#### [WRITTEN TASK 1]
Copy the part of the Hurricane Rita blog post that begins at the words "Welcome to my" and ends after the words "to be here.".
#### [WRITTEN TASK 2]
Answer these questions about the Hurricane Rita blog post:
(a) On what date was the post published?
(b) How many schools does the post say have reopened?
(c) In the comment, where does the commenter say his sense of place is firmly rooted?

#### [EXCERPT TO READ]
%%
Saturday, November 12, 2005

HELLO! I'm new here.


Welcome to my world! I wish you were here, but since you aren't I will give you my take on things as I see them. You may smile, you may cry, you may get angry. It's all okay. And if you don't like what you see, then leave. It won't hurt my feelings at all. (I only want you to be here if you WANT to be here.

The first item on my agenda is Hurricane Rita. Living in one of the areas affected heavily by this storm, I want to say how neglected I feel. The national media grossly underreported how much devastation this storm wreaked. Cameron Parish was leveled. All of it. Three schools have reopened, that's it. So they are serving students who may, in fact, still be homeless! But you NEVER hear anything about it on the news anymore. New Orleans seems to be the only place still affected by storm damage. (Sorry, Mississippi, you're out of luck, too, it seems.)

Okay, enough of that for now. See you soon!
Love, Rita

1 comment:

Ron Franscell said...

From Beaumont blogger Ron Franscell at http://underthenews.blogspot.com ...

Out West — where my sense of place is firmly rooted — fences not only marked the edge of our land, but also bounded the more abstract real estate of safety, privacy and belonging. When I was very young, I believed a fence served only to keep something in, but by the time I could own a small piece of my own land, I understood it also served to keep things out.
%%
#### [DATA LINES]
%%
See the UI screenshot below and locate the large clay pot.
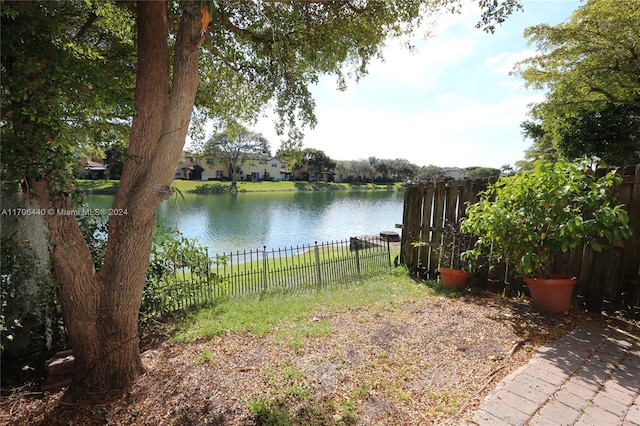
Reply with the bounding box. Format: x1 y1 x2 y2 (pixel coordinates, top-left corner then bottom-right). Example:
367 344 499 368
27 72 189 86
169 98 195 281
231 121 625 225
%%
#### [WORKED ANSWER 1]
Welcome to my world! I wish you were here, but since you aren't I will give you my take on things as I see them. You may smile, you may cry, you may get angry. It's all okay. And if you don't like what you see, then leave. It won't hurt my feelings at all. (I only want you to be here if you WANT to be here.

#### [WORKED ANSWER 2]
(a) Saturday, November 12, 2005
(b) Three
(c) Out West